— WHAT TO DO —
Only the lines from the one containing "like (434, 303)." through the end of the entries should be returned, exactly as they are, with the pictures omitted.

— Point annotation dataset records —
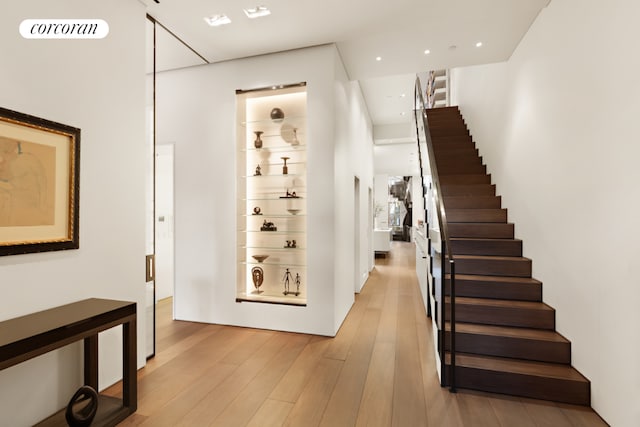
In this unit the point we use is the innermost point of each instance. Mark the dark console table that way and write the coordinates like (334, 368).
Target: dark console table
(29, 336)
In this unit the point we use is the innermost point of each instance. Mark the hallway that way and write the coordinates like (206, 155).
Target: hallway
(378, 371)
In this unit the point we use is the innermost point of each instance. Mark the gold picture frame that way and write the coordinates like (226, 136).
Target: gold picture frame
(39, 184)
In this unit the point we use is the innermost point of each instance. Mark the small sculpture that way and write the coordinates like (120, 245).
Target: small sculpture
(258, 142)
(291, 244)
(295, 137)
(257, 275)
(277, 115)
(268, 226)
(287, 277)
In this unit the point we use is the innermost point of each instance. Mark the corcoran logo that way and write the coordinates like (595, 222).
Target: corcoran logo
(64, 28)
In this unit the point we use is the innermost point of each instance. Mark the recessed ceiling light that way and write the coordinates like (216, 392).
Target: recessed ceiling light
(217, 20)
(257, 12)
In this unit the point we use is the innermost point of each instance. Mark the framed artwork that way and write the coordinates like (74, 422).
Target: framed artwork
(39, 184)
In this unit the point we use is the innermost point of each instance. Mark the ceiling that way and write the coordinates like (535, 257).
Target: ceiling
(397, 31)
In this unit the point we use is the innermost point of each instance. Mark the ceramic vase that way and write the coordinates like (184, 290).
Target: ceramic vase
(258, 142)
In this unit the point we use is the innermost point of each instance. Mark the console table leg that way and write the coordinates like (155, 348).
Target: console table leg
(91, 361)
(130, 363)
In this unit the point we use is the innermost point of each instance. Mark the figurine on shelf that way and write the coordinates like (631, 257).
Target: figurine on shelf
(258, 142)
(277, 115)
(268, 226)
(257, 275)
(295, 137)
(290, 244)
(286, 279)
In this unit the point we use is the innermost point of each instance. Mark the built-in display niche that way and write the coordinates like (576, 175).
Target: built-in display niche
(272, 195)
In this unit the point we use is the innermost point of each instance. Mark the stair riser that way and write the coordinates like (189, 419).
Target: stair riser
(437, 132)
(512, 268)
(449, 145)
(463, 152)
(503, 316)
(557, 390)
(490, 247)
(516, 348)
(459, 163)
(451, 156)
(475, 202)
(477, 215)
(481, 231)
(496, 290)
(468, 190)
(464, 179)
(462, 169)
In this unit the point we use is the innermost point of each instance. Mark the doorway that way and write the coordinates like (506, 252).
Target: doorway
(357, 234)
(164, 218)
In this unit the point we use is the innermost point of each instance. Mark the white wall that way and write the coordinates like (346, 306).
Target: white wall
(353, 158)
(196, 109)
(556, 125)
(75, 82)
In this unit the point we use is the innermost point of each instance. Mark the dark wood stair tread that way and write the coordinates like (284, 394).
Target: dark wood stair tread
(486, 302)
(486, 246)
(516, 366)
(465, 179)
(506, 331)
(493, 279)
(490, 258)
(476, 215)
(480, 202)
(496, 287)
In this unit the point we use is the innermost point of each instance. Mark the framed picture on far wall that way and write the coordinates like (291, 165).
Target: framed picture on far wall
(39, 184)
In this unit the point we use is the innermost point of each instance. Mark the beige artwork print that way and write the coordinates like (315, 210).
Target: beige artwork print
(27, 183)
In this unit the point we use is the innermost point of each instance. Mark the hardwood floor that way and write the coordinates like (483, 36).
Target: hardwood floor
(378, 371)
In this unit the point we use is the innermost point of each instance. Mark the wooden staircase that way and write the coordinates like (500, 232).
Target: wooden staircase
(505, 335)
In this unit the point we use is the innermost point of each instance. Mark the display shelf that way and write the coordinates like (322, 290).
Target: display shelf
(273, 199)
(276, 175)
(263, 184)
(271, 299)
(274, 264)
(275, 248)
(275, 124)
(276, 233)
(268, 215)
(277, 149)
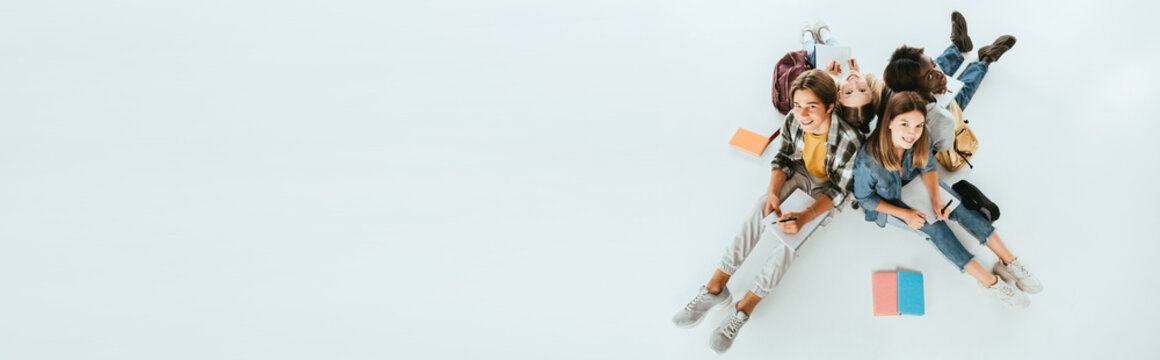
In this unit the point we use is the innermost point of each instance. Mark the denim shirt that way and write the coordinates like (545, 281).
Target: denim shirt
(874, 184)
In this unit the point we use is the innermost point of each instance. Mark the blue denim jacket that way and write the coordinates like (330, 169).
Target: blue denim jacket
(874, 184)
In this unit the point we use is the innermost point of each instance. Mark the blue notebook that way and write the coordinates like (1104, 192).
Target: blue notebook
(910, 294)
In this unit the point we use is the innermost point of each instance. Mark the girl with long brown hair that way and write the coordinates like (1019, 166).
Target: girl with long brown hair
(897, 152)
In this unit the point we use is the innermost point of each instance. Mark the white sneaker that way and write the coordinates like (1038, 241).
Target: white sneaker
(1022, 276)
(723, 337)
(807, 30)
(818, 26)
(695, 311)
(1006, 293)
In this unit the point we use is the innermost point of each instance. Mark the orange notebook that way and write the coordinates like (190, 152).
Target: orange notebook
(749, 142)
(885, 294)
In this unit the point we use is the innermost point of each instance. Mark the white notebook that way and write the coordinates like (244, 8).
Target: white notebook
(914, 195)
(797, 201)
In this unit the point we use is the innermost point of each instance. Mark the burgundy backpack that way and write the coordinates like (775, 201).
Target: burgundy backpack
(788, 69)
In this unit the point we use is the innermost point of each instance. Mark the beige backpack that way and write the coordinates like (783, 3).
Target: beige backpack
(965, 143)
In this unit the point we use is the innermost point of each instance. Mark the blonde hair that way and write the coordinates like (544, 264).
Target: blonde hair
(882, 141)
(860, 117)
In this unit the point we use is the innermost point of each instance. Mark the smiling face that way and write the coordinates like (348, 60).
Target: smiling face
(855, 92)
(811, 113)
(906, 129)
(932, 77)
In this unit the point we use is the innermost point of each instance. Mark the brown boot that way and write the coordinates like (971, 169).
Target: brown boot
(992, 52)
(958, 33)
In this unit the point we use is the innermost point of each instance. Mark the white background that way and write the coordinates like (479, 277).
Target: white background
(530, 180)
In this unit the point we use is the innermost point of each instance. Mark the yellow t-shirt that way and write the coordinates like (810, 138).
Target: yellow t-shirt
(814, 155)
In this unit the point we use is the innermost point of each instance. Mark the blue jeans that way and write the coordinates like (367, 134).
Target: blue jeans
(971, 77)
(810, 49)
(943, 239)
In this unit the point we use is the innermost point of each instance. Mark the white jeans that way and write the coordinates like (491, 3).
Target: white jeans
(753, 231)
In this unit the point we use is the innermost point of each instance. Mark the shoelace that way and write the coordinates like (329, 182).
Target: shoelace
(696, 301)
(1005, 289)
(734, 324)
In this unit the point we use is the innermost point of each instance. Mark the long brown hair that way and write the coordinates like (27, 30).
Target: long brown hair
(820, 84)
(881, 142)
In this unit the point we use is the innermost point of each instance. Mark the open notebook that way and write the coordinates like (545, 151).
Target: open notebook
(797, 201)
(915, 195)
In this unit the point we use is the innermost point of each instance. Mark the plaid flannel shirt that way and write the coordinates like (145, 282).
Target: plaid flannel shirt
(841, 146)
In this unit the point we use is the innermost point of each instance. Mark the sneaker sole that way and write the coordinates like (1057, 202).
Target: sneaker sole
(1008, 276)
(727, 301)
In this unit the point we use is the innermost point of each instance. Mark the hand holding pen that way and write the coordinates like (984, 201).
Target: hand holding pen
(942, 213)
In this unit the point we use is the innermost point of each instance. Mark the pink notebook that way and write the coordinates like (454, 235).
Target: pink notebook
(885, 294)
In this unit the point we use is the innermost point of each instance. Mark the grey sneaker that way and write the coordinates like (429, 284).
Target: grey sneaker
(958, 33)
(1006, 293)
(1022, 276)
(695, 311)
(992, 52)
(723, 337)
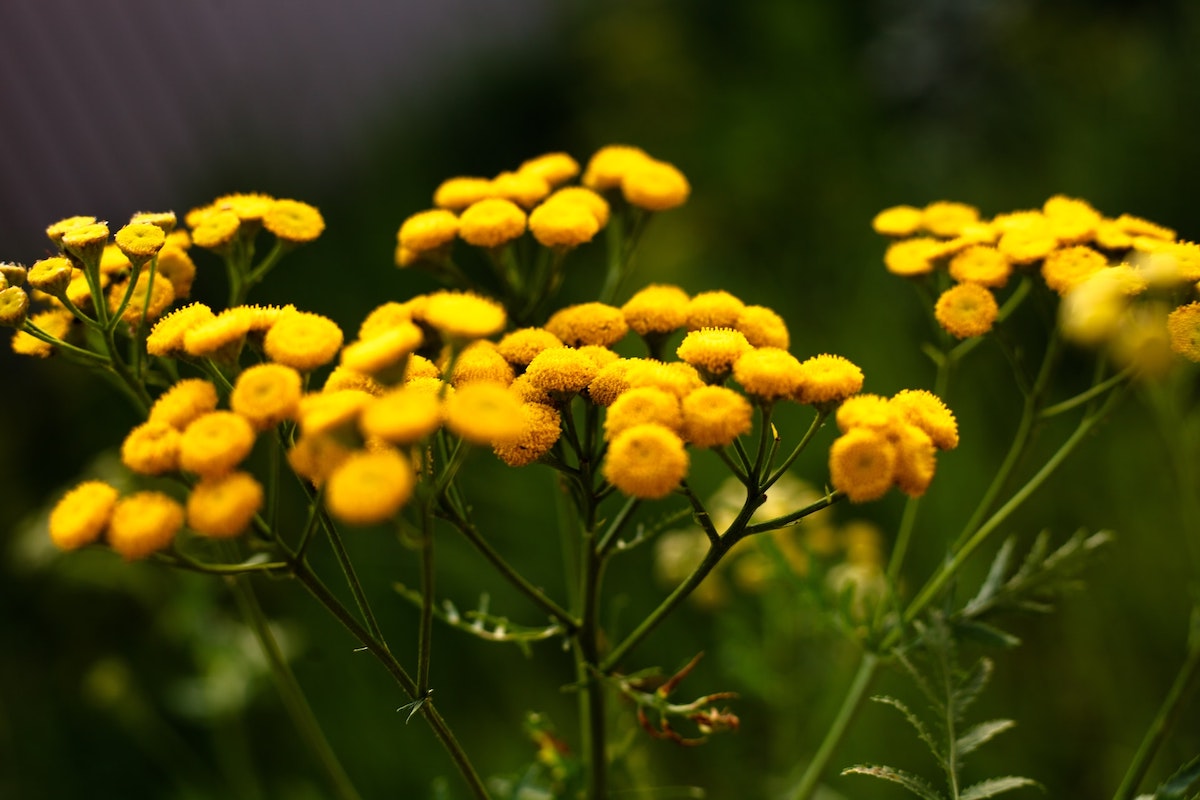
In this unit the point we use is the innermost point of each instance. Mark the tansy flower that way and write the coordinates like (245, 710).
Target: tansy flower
(184, 402)
(657, 310)
(768, 373)
(898, 221)
(713, 416)
(401, 416)
(562, 371)
(763, 328)
(267, 394)
(82, 515)
(641, 405)
(862, 463)
(927, 410)
(167, 336)
(966, 310)
(713, 349)
(215, 443)
(223, 506)
(151, 447)
(541, 427)
(646, 461)
(143, 523)
(370, 487)
(484, 414)
(520, 347)
(828, 379)
(1183, 328)
(303, 340)
(462, 316)
(981, 264)
(589, 323)
(491, 222)
(293, 221)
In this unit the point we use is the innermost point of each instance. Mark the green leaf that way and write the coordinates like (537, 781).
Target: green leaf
(982, 734)
(991, 787)
(915, 783)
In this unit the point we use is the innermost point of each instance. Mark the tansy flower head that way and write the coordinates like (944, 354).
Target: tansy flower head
(768, 373)
(184, 402)
(267, 394)
(862, 463)
(713, 349)
(303, 340)
(143, 523)
(966, 310)
(491, 222)
(215, 443)
(370, 487)
(151, 447)
(589, 323)
(646, 461)
(541, 427)
(828, 379)
(713, 416)
(223, 506)
(82, 515)
(293, 221)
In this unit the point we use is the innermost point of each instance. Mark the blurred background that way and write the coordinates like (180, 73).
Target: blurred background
(796, 121)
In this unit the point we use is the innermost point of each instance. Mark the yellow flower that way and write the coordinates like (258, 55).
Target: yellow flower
(713, 416)
(589, 323)
(981, 264)
(562, 371)
(657, 310)
(654, 186)
(370, 487)
(457, 193)
(541, 427)
(215, 443)
(641, 405)
(427, 230)
(646, 461)
(303, 340)
(713, 349)
(168, 334)
(862, 463)
(267, 394)
(1183, 328)
(927, 410)
(768, 373)
(828, 379)
(763, 328)
(491, 222)
(151, 447)
(223, 506)
(484, 414)
(293, 221)
(143, 523)
(966, 310)
(82, 515)
(898, 221)
(184, 402)
(1067, 268)
(462, 316)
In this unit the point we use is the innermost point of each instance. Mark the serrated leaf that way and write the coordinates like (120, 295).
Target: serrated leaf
(915, 783)
(991, 787)
(982, 734)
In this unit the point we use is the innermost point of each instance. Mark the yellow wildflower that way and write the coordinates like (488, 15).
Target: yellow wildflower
(82, 515)
(646, 461)
(223, 506)
(966, 310)
(215, 443)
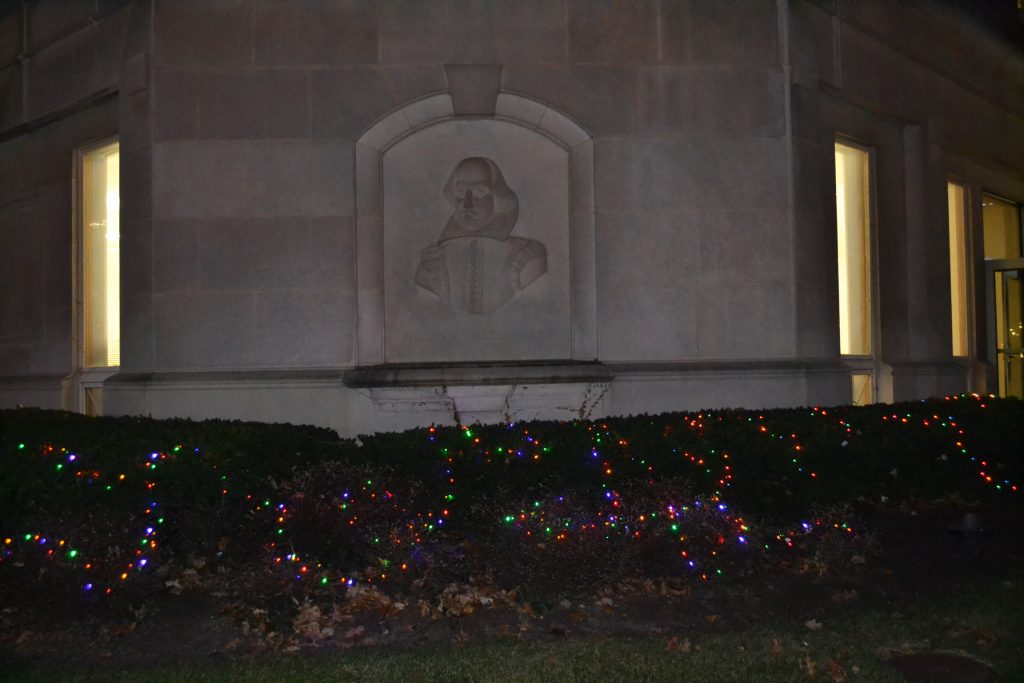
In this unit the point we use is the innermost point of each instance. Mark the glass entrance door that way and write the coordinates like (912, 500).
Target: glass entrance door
(1009, 330)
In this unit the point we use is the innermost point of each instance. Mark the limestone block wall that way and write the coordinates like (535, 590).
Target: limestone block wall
(697, 254)
(60, 67)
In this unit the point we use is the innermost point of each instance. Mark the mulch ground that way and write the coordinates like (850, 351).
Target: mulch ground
(918, 557)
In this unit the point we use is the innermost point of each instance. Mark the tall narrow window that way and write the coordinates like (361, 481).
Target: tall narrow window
(957, 267)
(1001, 228)
(853, 237)
(100, 235)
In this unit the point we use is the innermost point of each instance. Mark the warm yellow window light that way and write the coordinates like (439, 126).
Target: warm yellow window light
(853, 240)
(957, 267)
(100, 257)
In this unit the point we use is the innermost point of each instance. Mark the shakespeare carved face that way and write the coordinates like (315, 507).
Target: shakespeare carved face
(477, 194)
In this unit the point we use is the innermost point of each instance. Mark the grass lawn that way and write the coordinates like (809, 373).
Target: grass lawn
(984, 623)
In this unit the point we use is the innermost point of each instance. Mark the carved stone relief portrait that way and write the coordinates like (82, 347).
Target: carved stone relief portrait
(475, 264)
(475, 245)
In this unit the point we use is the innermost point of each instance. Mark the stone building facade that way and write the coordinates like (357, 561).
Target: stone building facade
(377, 214)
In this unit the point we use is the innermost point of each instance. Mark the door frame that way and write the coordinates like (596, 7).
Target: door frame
(992, 360)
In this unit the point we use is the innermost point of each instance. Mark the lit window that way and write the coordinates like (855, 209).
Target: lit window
(863, 388)
(853, 237)
(100, 235)
(957, 267)
(1001, 227)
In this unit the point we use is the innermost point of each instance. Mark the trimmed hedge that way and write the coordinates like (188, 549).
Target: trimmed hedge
(593, 500)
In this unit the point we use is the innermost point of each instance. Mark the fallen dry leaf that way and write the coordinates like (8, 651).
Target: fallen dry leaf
(675, 645)
(808, 667)
(837, 672)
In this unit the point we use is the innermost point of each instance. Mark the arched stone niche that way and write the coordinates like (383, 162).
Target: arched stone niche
(475, 237)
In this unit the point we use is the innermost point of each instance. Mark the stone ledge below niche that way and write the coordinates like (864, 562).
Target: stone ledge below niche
(485, 374)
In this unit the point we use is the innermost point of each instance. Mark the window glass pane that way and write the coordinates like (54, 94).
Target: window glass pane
(100, 257)
(853, 237)
(863, 388)
(957, 267)
(1001, 224)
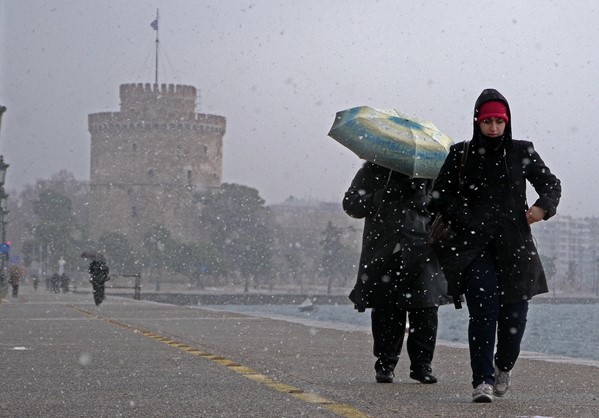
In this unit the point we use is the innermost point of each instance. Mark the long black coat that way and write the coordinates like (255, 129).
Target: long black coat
(98, 271)
(396, 224)
(491, 208)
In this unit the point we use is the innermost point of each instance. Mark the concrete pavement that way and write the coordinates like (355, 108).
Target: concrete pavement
(62, 356)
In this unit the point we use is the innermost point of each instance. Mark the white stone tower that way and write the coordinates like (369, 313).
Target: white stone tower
(149, 159)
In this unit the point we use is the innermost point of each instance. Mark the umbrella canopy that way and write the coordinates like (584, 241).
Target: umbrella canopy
(388, 138)
(93, 255)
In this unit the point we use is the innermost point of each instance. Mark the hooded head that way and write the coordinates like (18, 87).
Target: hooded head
(491, 103)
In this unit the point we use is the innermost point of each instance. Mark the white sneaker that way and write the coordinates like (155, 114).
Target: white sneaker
(502, 382)
(483, 393)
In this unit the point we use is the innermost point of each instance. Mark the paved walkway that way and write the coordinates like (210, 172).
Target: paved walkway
(62, 356)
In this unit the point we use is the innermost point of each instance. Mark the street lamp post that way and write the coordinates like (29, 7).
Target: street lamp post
(3, 213)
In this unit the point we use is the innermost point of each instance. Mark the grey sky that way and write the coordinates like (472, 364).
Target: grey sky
(280, 70)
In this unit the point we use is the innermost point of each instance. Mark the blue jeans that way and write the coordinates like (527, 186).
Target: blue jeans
(488, 318)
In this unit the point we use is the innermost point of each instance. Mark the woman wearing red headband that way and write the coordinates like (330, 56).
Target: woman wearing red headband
(490, 256)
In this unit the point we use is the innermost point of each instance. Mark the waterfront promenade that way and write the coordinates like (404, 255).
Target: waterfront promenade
(64, 357)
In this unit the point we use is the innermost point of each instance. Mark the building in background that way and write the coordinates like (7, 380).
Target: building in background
(149, 159)
(572, 246)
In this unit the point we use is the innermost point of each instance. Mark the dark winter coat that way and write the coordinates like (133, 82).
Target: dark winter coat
(394, 239)
(98, 271)
(491, 209)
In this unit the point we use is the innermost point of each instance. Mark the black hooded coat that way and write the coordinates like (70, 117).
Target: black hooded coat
(394, 249)
(491, 208)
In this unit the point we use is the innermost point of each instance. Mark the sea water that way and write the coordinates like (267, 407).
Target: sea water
(570, 330)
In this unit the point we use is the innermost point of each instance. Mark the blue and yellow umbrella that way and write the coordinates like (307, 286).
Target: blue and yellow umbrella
(388, 138)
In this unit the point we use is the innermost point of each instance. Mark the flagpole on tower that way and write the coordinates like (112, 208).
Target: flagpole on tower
(154, 25)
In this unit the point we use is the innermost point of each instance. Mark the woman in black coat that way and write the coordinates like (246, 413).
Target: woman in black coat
(98, 269)
(398, 275)
(491, 256)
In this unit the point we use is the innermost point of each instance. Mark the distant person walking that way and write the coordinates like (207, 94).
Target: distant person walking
(15, 274)
(491, 256)
(98, 270)
(398, 275)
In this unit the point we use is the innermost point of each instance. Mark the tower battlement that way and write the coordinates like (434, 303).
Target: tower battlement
(118, 121)
(157, 98)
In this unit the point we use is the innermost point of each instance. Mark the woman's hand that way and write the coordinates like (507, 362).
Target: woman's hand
(535, 214)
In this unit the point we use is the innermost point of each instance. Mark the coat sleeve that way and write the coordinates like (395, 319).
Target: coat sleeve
(445, 196)
(545, 183)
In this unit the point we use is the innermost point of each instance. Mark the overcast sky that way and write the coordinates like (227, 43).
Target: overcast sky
(280, 70)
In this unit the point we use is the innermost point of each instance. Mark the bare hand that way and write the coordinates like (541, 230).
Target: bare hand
(535, 214)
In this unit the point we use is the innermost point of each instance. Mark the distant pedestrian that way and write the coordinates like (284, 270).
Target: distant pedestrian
(15, 274)
(55, 283)
(491, 256)
(98, 270)
(398, 275)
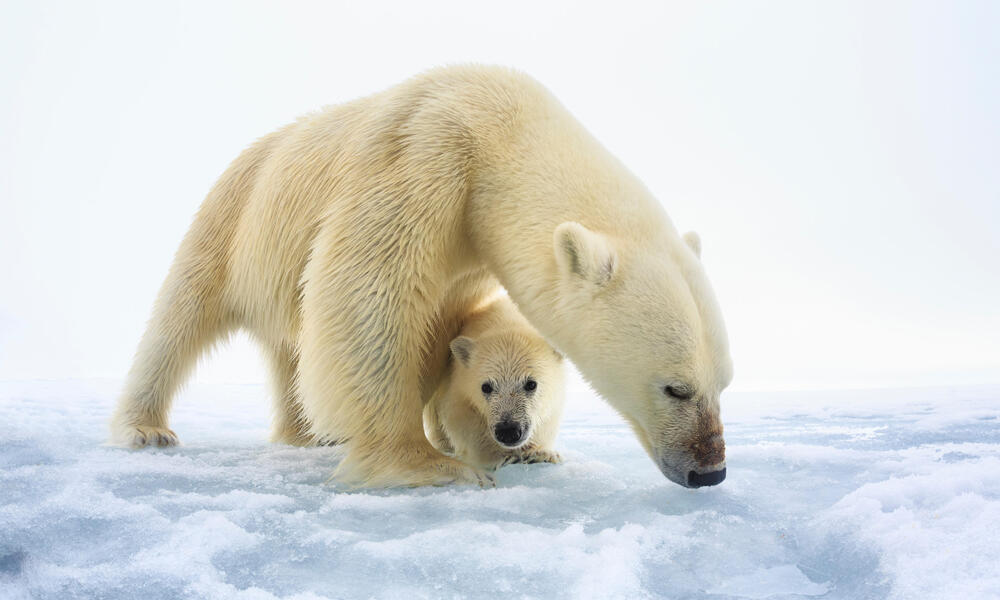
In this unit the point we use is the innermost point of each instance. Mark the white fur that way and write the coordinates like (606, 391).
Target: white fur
(350, 242)
(499, 347)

— EXERCISE SOLUTION —
In this unit the point we use is the innermost point of each instance. Mark the tower battlement that way and write the coordinates like (434, 303).
Target: tower battlement
(118, 121)
(157, 98)
In this unit the point we use is the innermost point of each instance. Mark the woman's hand that way and write the coordinates like (507, 362).
Target: woman's hand
(535, 214)
In this unit the point we use is the innermost point of each instance. Mark the coat sleeve that way and write the coordinates like (395, 319).
Target: coat sleeve
(445, 196)
(545, 183)
In this unit the point we use is the innermost point of each instance. Mark the overcast sky that way and write the coordinates like (227, 43).
Target: overcast sky
(280, 70)
In this unit the point we use is the innermost point of each instance. Mark the bare hand that way and write the coordinates like (541, 230).
Target: bare hand
(535, 214)
In this unit the point we use is the innermost point of each instance. Mark the distant pedestrian that way and write the coordinates like (284, 270).
Target: distant pedestrian
(15, 274)
(55, 283)
(491, 256)
(98, 270)
(398, 275)
In this unit the point we use is the innermost point of each instance. Mark the white fur that way and write the coordinates like (606, 391).
Target: white fur
(350, 242)
(499, 347)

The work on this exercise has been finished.